Testo —
↓↓↓

CONTRO IL LAVORO - Giuseppe Rensi

Giuseppe Rensi

CONTRO IL LAVORO

Gwynplaine edizioni

Camerano (AN), 2012, pagine 152

 

“Supponiamo che dal fondo dell’oceano una conchiglia pensante emergesse per la prima volta alla superficie e aprisse  le sue valve alla luce; supponiamo che essa sapesse di poter rimaner solo per pochi istanti al cospetto dell’universo immenso e variopinto e di dover poscia ritornare per sempre negli oscuri e misteriosi abissi del mare. Come si potrebbe giustificare l’affermazione che, non, se mai, necessità bruta, ma dovere morale sia per questa conchiglia quello di dedicare quei pochi istanti al lavoro? Come si potrebbe sostenere che la sua stessa essenza di ente spirituale e pensante non esiga invece che essa li dedichi alla contemplazione del grandioso spettacolo che solo per un momento le si affaccia? E come si potrebbe tributare plauso e approvazione morale e dare la consacrazione di una spiritualità superiore a quella conchiglia se il breve momento consacrasse al lavoro e non alla contemplazione? Ma l’uomo non è altro appunto che quella conchiglia emersa un momento sulla superficie della vita e che fra un istante scomparirà negli abissi.”

 

Il breve e preziosissimo saggio di Giuseppe Rensi indaga scrupolosamente la questione del rapporto fra l’uomo e il lavoro; per far questo Rensi dà una definizione di lavoro e lo fa attraverso il confronto con il gioco: Il lavoro (propriamente detto) è quello che l’uomo svolge, contro le sue naturali inclinazioni e vocazioni, solamente come mezzo per ottenere delle future ricompense; al contrario il gioco è quell’attività che l’uomo svolge per impulso necessario, per realizzare le sue attitudini, con la ricompensa immediata del piacere e della soddisfazione che prova nel farlo; a differenza del lavoro il gioco è quell’attività, spesso faticosa, che l’uomo svolgerebbe anche senza essere pagato.

↑↑↑

Richieste —
**1.** Riproduci il passo del testo su Contro il lavoro che si apre con le parole contenenti "Il breve e preziosissimo" e si chiude con "senza essere pagato.".
**2.** Nel testo su Contro il lavoro, con quale attività Rensi confronta il lavoro per darne una definizione?
**3.** Traduci in inglese questa frase del testo su Contro il lavoro: "Ma l’uomo non è altro appunto che quella conchiglia emersa un momento sulla superficie della vita e che fra un istante scomparirà negli abissi."
I record provengono da un'altra fonte.

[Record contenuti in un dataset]
↓↓↓

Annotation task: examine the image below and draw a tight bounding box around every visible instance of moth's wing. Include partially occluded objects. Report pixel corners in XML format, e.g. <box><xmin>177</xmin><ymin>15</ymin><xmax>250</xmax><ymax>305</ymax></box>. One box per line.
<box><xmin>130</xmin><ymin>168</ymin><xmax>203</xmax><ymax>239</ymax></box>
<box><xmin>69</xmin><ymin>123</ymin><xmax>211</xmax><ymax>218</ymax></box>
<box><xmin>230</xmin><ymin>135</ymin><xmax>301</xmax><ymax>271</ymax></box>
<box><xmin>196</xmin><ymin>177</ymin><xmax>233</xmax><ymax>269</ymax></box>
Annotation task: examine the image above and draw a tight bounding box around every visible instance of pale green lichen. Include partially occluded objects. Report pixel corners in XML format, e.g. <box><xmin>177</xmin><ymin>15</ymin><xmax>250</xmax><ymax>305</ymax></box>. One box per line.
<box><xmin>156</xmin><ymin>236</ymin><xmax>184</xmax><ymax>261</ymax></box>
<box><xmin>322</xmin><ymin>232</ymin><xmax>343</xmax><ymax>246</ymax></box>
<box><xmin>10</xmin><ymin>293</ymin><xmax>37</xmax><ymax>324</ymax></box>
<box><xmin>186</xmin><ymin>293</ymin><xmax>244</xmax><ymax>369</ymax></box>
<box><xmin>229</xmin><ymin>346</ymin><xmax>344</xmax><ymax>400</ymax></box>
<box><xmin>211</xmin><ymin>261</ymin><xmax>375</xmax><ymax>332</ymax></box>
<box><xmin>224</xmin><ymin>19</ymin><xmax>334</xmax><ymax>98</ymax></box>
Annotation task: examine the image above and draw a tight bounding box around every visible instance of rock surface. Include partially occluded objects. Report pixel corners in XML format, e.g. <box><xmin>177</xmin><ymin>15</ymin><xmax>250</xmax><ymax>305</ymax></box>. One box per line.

↑↑↑

Risposte fornite —
**1.**
Il breve e preziosissimo saggio di Giuseppe Rensi indaga scrupolosamente la questione del rapporto fra l’uomo e il lavoro; per far questo Rensi dà una definizione di lavoro e lo fa attraverso il confronto con il gioco: Il lavoro (propriamente detto) è quello che l’uomo svolge, contro le sue naturali inclinazioni e vocazioni, solamente come mezzo per ottenere delle future ricompense; al contrario il gioco è quell’attività che l’uomo svolge per impulso necessario, per realizzare le sue attitudini, con la ricompensa immediata del piacere e della soddisfazione che prova nel farlo; a differenza del lavoro il gioco è quell’attività, spesso faticosa, che l’uomo svolgerebbe anche senza essere pagato.

**2.** Con il gioco.

**3.** But man is precisely nothing other than that shell which emerged for a moment on the surface of life and which in an instant will vanish into the depths.